# Start of Document segment

# Infinite Set Equivalent to Proper Subset

## Theorem

A set is infinite if and only if it is equivalent to one of its proper subsets.

## Proof 1

Let $T$ be an infinite set.

By Infinite Set has Countably Infinite Subset, it is possible to construct a countably infinite subset of $T$.

Let $S = \left\{{a_1, a_2, a_3, \ldots}\right\}$ be such a countably infinite subset of $T$.

Create a Partition of $S$ into:

- $S_1 = \left\{{a_1, a_3, a_5, \ldots}\right\}, S_2 = \left\{{a_2, a_4, a_6, \ldots}\right\}$

Let a bijection be established between $S$ and $S_1$, by letting $a_n \leftrightarrow a_{2n-1}$.

This is extended to a bijection between $S \cup \left({T \setminus S}\right) = T$ and $S_1 \cup \left({T \setminus S}\right) = T \setminus S_2$ by assigning each element in $T \setminus S$ to itself.

So a bijection has been demonstrated between $T$ and one of its proper subsets $T \setminus S_2$.

That is, if $T$ is infinite, it is equivalent to one of its proper subsets.

Now, let $T_0 \subsetneq T$ be a proper subset of $T$, and $f: T \to T_0$ be a bijection.

It follows from No Bijection between Finite Set and Proper Subset that $T$ must be infinite.

$\blacksquare$

## Proof 2

Let $S$ be a set.

Suppose $S$ is finite.

From No Bijection between Finite Set and Proper Subset we have that $S$ can not be equivalent to one of its proper subsets.

Suppose $S$ is infinite.

From Infinite Set has Countably Infinite Subset, we can construct $v: \N \to S$ such that $v$ is an injection.

We now construct the mapping $h: S \to S$ as follows.

- $h \left({x}\right) = \begin{cases} v \left({n + 1}\right) & : \exists n \in \N: x = v \left({n}\right)\\ x & : x \notin \operatorname{Im} \left({v}\right) \end{cases}$

It is clear that $h$ is an injection.

But we have that $v \left({0}\right) \notin \operatorname{Im} \left({h}\right)$ and so $\operatorname{Im} \left({h}\right) \subsetneq S$.

The result follows from Injection to Image is Bijection.

# End of Document segment
# Start of Excerpted data

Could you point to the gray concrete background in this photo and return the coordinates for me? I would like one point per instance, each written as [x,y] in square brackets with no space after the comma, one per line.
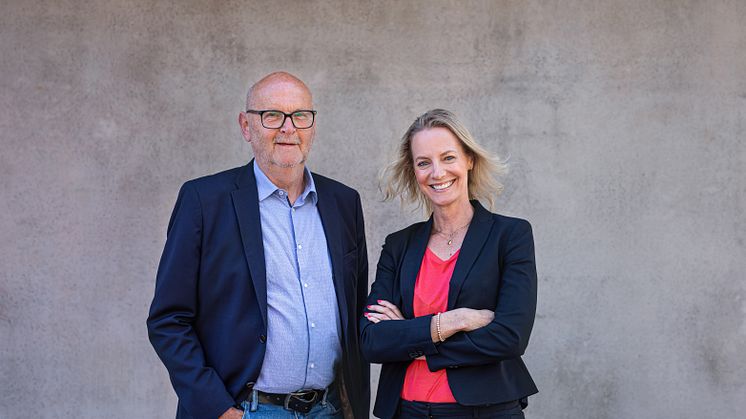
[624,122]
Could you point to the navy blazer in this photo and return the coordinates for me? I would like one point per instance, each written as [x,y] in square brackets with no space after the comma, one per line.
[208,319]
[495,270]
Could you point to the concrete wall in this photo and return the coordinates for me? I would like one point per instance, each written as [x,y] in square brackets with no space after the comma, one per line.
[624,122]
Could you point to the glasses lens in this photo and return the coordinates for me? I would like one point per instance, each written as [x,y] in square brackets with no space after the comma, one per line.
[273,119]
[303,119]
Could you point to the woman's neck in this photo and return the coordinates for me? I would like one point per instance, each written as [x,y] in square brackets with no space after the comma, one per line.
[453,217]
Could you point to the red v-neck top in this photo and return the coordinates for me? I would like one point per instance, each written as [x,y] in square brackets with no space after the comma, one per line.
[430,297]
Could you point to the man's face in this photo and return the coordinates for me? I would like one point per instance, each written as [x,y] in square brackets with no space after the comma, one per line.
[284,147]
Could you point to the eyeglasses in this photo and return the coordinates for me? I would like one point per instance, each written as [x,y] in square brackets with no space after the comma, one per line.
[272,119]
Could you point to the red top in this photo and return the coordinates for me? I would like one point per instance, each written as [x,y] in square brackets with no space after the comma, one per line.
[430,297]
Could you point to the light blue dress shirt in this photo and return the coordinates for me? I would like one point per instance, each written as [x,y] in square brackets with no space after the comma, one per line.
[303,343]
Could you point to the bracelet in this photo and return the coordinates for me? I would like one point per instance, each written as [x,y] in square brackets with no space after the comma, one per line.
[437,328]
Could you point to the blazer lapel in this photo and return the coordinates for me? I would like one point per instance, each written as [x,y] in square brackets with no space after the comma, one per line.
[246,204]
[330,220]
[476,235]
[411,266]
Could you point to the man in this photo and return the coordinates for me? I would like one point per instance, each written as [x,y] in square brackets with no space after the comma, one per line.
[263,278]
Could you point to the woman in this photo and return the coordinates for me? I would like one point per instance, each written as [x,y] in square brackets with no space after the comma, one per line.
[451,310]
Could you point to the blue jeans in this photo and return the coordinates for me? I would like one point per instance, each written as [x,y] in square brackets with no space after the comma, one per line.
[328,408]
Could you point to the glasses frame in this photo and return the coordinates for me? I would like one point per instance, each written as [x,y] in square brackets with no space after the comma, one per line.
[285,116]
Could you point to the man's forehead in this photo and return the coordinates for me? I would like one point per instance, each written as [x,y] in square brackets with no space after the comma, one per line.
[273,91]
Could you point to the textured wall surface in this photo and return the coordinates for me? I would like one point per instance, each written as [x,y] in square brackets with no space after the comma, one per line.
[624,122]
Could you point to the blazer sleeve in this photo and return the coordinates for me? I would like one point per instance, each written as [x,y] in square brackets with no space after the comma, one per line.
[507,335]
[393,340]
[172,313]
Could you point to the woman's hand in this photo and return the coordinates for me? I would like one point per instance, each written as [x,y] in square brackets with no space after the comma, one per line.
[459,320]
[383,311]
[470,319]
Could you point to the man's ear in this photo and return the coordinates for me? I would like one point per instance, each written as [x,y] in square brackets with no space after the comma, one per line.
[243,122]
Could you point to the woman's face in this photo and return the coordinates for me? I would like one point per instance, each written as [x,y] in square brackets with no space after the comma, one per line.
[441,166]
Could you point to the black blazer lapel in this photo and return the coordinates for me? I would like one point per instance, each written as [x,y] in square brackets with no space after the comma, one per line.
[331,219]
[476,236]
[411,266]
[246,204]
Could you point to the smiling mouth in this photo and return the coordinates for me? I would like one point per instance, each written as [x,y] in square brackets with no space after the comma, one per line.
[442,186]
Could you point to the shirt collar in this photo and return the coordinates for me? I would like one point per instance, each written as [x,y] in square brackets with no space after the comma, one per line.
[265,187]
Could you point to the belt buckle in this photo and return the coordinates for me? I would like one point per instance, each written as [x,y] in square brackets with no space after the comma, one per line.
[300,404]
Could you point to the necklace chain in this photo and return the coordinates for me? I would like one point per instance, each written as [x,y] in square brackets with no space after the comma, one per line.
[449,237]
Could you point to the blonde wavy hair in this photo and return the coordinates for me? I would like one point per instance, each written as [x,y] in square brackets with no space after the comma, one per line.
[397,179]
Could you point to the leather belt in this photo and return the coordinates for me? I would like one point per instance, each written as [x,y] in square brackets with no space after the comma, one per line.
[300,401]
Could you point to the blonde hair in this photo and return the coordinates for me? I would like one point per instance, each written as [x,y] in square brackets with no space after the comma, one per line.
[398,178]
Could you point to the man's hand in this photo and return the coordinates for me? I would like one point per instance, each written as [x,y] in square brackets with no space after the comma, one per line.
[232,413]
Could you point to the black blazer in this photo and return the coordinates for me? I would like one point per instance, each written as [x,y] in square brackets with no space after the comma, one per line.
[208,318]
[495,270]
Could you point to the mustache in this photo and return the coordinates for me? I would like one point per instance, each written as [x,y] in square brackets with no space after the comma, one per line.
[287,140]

# End of Excerpted data
# Start of Excerpted data

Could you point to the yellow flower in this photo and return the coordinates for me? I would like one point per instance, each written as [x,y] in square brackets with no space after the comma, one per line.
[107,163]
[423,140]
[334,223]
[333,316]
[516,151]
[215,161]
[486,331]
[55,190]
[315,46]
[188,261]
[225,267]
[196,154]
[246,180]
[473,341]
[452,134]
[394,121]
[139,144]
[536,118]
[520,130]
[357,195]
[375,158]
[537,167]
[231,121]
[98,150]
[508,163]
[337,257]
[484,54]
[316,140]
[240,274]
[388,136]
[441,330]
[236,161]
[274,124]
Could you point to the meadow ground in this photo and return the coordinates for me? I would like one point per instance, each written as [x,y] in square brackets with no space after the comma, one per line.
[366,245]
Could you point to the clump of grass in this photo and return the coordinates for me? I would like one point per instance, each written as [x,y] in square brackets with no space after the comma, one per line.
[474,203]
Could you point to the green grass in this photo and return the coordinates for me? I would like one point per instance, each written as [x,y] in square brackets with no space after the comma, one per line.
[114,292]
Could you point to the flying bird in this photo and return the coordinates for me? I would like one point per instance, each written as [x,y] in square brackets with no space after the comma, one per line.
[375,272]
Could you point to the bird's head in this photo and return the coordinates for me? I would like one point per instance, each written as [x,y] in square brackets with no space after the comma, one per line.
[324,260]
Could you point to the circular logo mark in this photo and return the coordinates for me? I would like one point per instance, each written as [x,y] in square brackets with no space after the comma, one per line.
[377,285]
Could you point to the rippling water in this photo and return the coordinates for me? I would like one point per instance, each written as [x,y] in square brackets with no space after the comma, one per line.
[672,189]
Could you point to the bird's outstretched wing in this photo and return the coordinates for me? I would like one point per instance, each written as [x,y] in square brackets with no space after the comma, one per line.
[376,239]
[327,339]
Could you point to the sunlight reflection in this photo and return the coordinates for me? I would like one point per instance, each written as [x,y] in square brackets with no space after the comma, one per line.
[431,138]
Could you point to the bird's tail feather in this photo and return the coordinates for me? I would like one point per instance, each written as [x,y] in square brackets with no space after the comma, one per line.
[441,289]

# End of Excerpted data

To be done:
• A. In the proof about infinite sets and proper subsets, which element is shown not to lie in the image of $h$?
• B. Go on with the text on infinite sets and proper subsets from the point where it stops.

Answers in order:
• A. $v \left({0}\right)$

• B.
$\blacksquare$

## Proof 3

Let $X$ be a set which has a proper subset $Y$ such that:

- $\card X = \card Y$

where $\card X$ denotes the cardinality of $X$.

Then:

- $\exists \alpha \in \complement_X \paren Y$

and

- $Y \subsetneqq Y \cup \set \alpha \subseteq X$

The inclusion mappings:

- $i_Y: Y \to X: \forall y \in Y: i \paren y = y$
- $i_{Y \cup \set \alpha}: Y \cup \set \alpha \to X: \forall y \in Y: i \paren y = y$

give:

- $\card X = \card Y \le \card Y + \mathbf 1 \le \card X $

from which:

- $\card X = \card Y + \mathbf 1 = \card X + \mathbf 1$

So by definition $X$ is infinite.

$\Box$

Now suppose $X$ is infinite.

That is:

- $\card X = \card X + \mathbf 1$

Let $\alpha$ be any object such that $\alpha \notin X$.

Then there is a bijection $f: X \cup \set \alpha \to X$.

Let $f_{\restriction X}$ be the restriction of $f$ to $X$.

Then from Injection to Image is Bijection:

- $\image {f_{\restriction X} } = X \setminus \set {f \paren \alpha}$

which is a proper subset of $X$ which is equivalent to $X$.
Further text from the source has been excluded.